• **Work order**
Find the word "point" in the listing below, then return every line it appears in.

• **Working data**

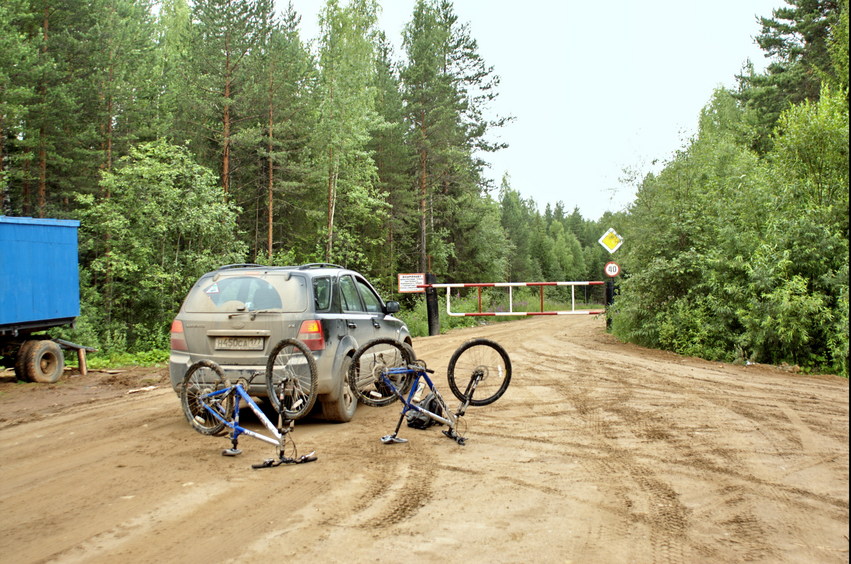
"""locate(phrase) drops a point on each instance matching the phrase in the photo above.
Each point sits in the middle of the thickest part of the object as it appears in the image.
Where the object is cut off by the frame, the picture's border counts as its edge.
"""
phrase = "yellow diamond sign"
(611, 240)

• **Exercise result**
"""locate(phrase) drops a point on each instance matching the phrase in the photo above.
Each point sits in the middle of the thickest part of the object as it appears in the image.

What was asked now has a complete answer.